Pentecostal Christians – and probably many others – believe that at ‘the end of days’, which precedes the Second Coming of Christ, the Four Horsemen of the Apocalypse will ride out.
The Four Horsemen are generally interpreted as being pestilence, death, famine, and war. If Pentecostals are thinking logically (as if) they should be expecting to see the Lamb of God some time soon.
In the wake of wars that have killed more than 500,000 since 2001 and an accelerating environmental crisis dramatised by the Australian firestorms, the current Covid-19 outstrips dystopian science fiction stories like Outbreak. What American Marxist author Mike Davis described as ‘The Monster at Our Door’ has, in a rather different form, burst through the door.
At the time of writing (6 March), more than 100,000 people globally are now thought to have contracted coronavirus, and 3,400 or more have died. There seems little hope now of significant containment, especially as many states lack the health infrastructure or social organisation to impose Chinese-style restrictions. In Britain, the full horror of the virus is yet to be unleashed. But it is coming.
So is a massive international financial crash – it is already underway. It looks every bit as bad as the 2007-8 crash, in a situation where recourse to massive government bailouts will be much more difficult.
The Tories and the NHS
On March 4, Health Minister Matt Hancock revealed the truth about the potential scale of coronavirus in Britain. It will certainly spread widely, and in a worst-case scenario, hundreds of thousands will perish, with one in seven over-80s dying. Hancock refused to deny that, in this eventuality, Hyde Park might be turned into a temporary morgue.
# # # #
— Task objective —
Answer these questions from the passage on coronavirus and the Four Horsemen.
1. As what are the Four Horsemen generally interpreted?
2. How many people globally had died of coronavirus at the time of writing?
3. What did Matt Hancock refuse to deny Hyde Park might be turned into?
# # # #
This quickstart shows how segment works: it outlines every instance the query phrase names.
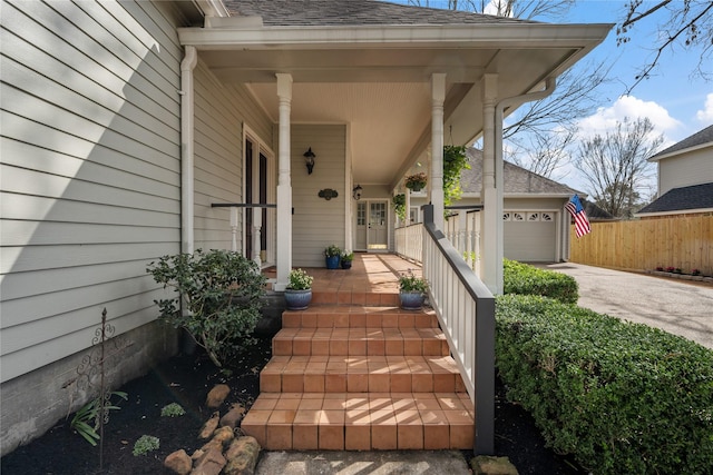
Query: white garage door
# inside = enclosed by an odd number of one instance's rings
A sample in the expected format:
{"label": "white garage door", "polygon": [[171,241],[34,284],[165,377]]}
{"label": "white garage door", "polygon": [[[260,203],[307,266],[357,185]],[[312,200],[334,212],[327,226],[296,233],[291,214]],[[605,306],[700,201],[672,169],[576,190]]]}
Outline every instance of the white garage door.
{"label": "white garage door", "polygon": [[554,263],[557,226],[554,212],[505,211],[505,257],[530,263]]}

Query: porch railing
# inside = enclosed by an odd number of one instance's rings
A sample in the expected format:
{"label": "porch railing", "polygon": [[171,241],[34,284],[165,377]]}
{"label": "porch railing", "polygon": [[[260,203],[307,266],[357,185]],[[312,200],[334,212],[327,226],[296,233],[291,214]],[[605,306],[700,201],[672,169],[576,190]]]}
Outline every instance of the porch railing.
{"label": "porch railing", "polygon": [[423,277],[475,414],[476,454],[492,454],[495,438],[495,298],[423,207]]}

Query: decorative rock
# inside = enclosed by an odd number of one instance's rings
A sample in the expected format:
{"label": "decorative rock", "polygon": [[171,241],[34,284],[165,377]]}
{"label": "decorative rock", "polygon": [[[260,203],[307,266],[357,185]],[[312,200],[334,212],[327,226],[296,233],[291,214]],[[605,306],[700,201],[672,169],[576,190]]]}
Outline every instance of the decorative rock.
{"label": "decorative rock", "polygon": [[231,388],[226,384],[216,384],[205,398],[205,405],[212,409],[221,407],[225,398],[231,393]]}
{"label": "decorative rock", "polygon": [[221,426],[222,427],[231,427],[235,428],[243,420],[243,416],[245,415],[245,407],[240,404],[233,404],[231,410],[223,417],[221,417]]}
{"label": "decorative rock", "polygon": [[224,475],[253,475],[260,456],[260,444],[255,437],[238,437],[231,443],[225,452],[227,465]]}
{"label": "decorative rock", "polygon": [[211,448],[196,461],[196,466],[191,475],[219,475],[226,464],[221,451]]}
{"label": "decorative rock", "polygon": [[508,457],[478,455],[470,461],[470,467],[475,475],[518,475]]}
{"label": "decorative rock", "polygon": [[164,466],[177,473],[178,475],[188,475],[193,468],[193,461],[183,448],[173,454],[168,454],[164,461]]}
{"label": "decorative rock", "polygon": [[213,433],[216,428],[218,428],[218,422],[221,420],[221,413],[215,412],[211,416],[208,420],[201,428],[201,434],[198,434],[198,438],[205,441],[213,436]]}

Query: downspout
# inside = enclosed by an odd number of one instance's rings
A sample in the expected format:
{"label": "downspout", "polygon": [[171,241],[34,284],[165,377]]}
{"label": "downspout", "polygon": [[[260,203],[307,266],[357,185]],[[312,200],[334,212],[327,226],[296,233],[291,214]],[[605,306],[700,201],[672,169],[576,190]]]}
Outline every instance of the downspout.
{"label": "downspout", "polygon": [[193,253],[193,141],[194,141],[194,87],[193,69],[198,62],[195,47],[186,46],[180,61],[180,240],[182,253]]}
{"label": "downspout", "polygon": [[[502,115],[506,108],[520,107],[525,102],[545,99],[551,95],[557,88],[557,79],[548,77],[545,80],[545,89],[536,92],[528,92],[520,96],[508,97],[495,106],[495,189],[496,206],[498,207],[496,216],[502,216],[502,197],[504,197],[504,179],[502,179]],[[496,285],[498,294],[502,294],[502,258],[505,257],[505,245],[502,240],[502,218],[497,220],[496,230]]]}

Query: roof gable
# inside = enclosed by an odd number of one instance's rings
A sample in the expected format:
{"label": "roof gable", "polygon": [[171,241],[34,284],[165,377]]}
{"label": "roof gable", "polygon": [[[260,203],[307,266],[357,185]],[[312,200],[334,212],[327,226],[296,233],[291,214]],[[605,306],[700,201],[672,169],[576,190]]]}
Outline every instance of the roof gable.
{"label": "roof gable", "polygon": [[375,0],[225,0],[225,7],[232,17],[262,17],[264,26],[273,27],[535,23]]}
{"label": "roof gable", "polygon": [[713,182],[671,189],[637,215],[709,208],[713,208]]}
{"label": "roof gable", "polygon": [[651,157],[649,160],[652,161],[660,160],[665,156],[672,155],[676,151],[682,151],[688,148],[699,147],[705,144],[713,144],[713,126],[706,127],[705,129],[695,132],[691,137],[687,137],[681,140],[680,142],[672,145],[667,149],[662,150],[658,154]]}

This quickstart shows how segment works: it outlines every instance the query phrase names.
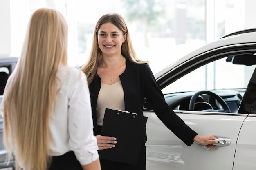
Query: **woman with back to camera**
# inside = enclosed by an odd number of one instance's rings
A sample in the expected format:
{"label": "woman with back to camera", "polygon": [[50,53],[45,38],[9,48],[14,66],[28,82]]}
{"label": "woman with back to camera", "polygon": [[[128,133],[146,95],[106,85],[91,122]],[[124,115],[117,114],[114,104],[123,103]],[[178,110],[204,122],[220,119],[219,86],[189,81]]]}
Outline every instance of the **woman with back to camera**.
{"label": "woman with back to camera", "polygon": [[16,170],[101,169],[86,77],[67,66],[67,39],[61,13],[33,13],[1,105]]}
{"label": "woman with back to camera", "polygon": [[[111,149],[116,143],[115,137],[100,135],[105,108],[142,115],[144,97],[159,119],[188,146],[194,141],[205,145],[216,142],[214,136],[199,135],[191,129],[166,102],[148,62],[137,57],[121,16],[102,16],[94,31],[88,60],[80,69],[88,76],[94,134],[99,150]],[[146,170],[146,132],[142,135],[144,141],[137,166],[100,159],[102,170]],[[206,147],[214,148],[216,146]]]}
# # # #
— Exercise output —
1. Pestilence, death, famine, and war.
2. 3,400 or more.
3. A temporary morgue.